• Excerpt to read
Introduction

In the last couple of decades, the number of survivors following hematopoietic stem cell transplantation (HSCT) has been steadily increasing [1, 2], and more research is being conducted on complications following HSCT. Bone loss and its clinical manifestations—osteopenia, osteoporosis, and fragility fractures—are rapidly occurring, long-lasting, and common complications following HSCT [3]. Our previous research has shown that the incidence of fractures following HSCT is high and that these rates are significantly greater than the age- and sex-matched fracture rates in the general population [4]. Accurate fracture risk assessment can guide clinicians in identifying patients who are at high risk for fracture and may thus benefit from early pharmacological interventions. However, despite the common occurrence of bone loss and the increased post HSCT fracture incidence, identifying high-risk patients remains controversial. Bone mineral density (BMD) is a crucial determinant of fracture risk; however, it does not capture the non-skeletal determinants [5] and BMD evaluations are not performed routinely at the time of transplant. Furthermore, fractures can occur at BMD levels in the osteopenic and normal ranges, suggesting the need to identify other factors in fracture risk estimation [6, 7].

In the general population, the World Health Organization fracture risk assessment model (FRAX) is used to estimate a patient’s 10-year probability of developing a hip fracture and a major osteoporotic fracture. The validity of the FRAX model in the non-transplant setting has been tested in several studies [8,9,10]. In one study of postmenopausal women, the FRAX model was useful for predicting incident vertebral fractures with an area under the curve (AUC) of the receiver operating characteristic (ROC) curve of 0.71 when femoral neck BMD was included and an AUC of 0.68 if femoral neck BMD was not included [8]. Another study in older women (> 65 years) showed similar results where FRAX was able to predict fractures with AUC = 0.75, AUC = 0.68, and AUC = 0.64 for hip, MOF, and clinical fractures, respectively [11]. However, the usefulness and validity of the FRAX model have not been evaluated at the time of HSCT, in predicting osteoporotic fractures following transplant. Furthermore, a large proportion of patients undergoing HSCT have multiple myeloma, a disease that is characterized by bone lesions that can lead to pathological fractures [12,13,14]. This increased risk of pathological fractures, coupled with HSCT, could translate into a higher risk of developing osteoporotic fractures. The difference in osteoporotic fracture risk in HSCT patients with and without multiple myeloma and the utility of the FRAX model in patients with and without multiple myeloma have not been comprehensively evaluated.

• Aim of the task
Write the next portion of the introduction on fracture risk after hematopoietic stem cell transplantation, beginning immediately after its final sentence.

• Dataset
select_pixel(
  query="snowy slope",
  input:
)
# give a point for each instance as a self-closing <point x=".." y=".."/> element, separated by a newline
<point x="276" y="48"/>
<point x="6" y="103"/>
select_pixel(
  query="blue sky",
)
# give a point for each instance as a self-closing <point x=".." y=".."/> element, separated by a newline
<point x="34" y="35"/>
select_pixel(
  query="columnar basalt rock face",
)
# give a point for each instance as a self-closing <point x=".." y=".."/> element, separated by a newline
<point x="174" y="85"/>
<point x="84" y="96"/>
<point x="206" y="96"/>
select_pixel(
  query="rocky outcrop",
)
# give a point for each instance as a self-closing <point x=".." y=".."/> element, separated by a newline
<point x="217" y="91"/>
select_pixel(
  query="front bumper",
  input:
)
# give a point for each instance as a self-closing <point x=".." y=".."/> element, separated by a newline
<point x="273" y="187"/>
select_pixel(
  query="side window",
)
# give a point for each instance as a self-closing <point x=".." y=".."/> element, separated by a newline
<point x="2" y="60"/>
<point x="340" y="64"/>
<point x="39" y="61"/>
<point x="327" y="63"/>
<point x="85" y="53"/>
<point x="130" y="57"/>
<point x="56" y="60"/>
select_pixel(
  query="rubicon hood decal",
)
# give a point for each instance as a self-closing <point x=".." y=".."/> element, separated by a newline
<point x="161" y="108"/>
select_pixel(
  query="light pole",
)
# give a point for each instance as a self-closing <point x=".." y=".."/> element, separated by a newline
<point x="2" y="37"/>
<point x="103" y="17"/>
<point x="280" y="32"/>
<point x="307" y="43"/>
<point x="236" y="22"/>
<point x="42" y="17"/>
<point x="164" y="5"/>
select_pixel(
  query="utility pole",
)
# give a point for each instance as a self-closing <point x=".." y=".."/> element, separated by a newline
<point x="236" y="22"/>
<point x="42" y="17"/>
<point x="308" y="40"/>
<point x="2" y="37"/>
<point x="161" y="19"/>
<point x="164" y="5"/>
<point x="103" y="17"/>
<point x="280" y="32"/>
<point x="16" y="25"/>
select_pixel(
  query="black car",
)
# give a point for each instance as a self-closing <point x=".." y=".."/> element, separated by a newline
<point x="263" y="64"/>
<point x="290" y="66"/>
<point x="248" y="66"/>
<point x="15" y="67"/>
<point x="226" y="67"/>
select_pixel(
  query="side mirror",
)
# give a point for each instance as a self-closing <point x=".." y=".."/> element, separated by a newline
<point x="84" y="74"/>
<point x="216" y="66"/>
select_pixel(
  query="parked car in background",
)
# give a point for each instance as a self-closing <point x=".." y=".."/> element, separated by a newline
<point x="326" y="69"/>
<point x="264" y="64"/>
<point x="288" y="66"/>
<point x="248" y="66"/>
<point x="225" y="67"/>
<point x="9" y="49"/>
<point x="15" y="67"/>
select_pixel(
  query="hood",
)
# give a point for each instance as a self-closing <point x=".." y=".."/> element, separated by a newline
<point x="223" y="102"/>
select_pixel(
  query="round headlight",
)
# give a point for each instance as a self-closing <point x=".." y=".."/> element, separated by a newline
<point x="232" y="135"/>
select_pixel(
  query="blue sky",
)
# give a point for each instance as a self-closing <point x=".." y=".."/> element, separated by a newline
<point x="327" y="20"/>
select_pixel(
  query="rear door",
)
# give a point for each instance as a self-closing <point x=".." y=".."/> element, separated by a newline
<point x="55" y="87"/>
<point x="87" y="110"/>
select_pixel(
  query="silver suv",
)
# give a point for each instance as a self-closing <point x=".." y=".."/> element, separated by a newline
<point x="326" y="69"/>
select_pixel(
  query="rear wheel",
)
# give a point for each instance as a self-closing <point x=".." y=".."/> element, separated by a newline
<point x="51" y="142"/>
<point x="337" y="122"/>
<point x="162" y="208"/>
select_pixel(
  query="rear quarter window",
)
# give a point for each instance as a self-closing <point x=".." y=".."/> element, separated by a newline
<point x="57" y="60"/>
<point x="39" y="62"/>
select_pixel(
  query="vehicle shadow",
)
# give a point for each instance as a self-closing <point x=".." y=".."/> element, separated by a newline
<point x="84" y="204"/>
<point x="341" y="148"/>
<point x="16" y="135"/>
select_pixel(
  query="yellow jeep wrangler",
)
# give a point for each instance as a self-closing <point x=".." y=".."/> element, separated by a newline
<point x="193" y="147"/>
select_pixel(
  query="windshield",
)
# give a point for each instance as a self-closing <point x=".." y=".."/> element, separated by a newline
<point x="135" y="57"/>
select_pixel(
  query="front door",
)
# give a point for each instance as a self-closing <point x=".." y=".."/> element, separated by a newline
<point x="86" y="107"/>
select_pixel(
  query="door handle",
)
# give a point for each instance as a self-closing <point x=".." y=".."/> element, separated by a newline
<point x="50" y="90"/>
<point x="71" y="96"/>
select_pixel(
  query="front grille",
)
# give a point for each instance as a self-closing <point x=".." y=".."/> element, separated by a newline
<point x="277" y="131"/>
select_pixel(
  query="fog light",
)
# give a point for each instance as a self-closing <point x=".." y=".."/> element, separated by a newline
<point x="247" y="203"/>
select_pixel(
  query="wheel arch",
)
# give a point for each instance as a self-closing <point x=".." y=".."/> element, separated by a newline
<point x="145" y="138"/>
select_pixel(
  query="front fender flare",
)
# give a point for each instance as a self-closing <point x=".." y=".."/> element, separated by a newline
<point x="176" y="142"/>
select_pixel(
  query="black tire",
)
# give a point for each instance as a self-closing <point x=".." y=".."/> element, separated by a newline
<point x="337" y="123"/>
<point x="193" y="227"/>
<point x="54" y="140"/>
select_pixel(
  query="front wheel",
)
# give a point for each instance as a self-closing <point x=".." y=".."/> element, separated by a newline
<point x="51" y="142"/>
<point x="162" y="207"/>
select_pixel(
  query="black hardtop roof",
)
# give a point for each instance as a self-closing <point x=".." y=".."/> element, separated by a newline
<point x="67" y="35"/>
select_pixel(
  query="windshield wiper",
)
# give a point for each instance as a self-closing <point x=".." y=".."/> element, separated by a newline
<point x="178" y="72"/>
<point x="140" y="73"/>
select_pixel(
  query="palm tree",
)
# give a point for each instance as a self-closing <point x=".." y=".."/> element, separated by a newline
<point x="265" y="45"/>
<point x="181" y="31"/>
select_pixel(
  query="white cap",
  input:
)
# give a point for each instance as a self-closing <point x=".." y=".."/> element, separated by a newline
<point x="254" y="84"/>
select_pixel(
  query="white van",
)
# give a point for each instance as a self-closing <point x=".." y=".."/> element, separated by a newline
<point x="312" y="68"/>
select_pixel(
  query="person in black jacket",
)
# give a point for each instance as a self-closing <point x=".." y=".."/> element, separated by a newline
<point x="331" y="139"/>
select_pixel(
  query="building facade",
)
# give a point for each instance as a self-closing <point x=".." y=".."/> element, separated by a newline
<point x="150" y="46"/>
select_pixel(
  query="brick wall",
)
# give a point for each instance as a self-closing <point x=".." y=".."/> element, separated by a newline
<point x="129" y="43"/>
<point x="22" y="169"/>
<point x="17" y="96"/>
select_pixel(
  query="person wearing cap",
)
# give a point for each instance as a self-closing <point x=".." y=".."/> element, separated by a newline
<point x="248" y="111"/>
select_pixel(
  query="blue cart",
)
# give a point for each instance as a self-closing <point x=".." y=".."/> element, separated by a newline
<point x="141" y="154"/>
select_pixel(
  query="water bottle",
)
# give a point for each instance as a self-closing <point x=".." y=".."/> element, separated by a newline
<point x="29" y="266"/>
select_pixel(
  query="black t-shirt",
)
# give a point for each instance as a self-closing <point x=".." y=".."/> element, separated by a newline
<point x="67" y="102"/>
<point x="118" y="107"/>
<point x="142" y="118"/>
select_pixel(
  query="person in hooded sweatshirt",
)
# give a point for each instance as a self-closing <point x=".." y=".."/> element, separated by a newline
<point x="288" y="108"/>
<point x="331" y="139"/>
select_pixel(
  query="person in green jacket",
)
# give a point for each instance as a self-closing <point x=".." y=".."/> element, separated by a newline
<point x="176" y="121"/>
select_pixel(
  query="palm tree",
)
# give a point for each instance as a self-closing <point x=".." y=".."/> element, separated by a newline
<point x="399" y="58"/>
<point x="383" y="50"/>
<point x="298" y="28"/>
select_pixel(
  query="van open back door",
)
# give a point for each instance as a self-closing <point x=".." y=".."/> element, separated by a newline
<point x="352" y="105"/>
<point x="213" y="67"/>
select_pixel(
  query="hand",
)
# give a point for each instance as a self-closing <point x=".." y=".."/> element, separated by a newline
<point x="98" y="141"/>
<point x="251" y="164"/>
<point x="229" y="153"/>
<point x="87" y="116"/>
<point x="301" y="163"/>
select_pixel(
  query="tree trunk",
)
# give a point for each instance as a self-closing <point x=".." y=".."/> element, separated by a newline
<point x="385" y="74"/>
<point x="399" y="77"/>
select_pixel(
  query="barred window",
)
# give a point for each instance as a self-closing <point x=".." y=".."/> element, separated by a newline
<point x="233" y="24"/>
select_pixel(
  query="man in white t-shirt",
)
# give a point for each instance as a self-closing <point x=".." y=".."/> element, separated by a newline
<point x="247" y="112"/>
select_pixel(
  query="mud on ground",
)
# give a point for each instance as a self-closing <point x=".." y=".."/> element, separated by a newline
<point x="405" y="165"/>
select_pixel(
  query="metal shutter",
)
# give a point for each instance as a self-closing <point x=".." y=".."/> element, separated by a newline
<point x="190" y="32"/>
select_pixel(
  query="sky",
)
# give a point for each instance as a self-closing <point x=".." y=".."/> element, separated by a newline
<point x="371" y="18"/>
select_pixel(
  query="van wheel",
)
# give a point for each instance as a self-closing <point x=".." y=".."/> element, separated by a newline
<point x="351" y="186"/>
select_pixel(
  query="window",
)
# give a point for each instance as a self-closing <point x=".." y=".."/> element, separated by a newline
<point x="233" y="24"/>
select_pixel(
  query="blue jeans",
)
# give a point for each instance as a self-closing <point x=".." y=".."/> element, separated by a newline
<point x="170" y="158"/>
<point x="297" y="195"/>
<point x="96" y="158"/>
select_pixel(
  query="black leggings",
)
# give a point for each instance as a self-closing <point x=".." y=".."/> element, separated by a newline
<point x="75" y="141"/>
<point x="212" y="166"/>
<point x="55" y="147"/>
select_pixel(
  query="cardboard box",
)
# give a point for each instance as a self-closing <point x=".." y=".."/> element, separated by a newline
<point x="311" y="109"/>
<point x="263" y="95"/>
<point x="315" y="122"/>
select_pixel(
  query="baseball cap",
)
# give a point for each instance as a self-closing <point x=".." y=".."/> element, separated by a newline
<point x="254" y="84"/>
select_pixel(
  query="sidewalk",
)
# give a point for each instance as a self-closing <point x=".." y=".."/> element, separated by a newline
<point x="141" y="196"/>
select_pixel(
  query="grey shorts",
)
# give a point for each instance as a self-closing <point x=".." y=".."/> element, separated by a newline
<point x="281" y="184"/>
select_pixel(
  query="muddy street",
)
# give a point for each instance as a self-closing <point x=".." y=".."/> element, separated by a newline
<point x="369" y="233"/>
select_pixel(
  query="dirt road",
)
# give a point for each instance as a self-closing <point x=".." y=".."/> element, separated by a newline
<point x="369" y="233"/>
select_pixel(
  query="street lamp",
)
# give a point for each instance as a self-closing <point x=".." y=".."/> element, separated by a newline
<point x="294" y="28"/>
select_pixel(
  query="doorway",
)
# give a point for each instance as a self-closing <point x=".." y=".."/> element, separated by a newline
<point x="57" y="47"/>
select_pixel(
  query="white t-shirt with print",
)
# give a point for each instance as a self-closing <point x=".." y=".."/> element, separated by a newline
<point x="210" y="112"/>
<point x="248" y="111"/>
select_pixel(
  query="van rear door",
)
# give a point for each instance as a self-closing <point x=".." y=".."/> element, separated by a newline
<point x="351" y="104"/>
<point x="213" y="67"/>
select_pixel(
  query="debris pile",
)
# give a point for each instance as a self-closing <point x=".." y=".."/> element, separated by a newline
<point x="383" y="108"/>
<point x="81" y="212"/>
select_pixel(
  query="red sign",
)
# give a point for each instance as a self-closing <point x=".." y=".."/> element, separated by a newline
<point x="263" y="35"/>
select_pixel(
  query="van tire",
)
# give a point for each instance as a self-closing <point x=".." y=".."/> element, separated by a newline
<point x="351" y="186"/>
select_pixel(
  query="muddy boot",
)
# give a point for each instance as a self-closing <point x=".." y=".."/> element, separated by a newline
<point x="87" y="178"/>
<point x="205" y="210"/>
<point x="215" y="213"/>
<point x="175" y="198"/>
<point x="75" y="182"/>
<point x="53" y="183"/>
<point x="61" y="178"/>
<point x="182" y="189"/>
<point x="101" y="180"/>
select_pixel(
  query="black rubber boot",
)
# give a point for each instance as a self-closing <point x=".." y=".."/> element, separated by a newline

• Answer area
In addition, it is useful to note that bone loss prevention treatments that are currently available have been shown to be effective in maintenance of BMD and may also increase bone density [15]. However, preventative therapies are not free of side effects, and starting all HSCT patients on preventive therapy is not feasible. Therefore, the purpose of this study was to determine the utility of the FRAX model and assess the role of the individual clinical risk factors, at the time of HSCT in identifying patients who are at high risk of osteoporotic fracture following HSCT.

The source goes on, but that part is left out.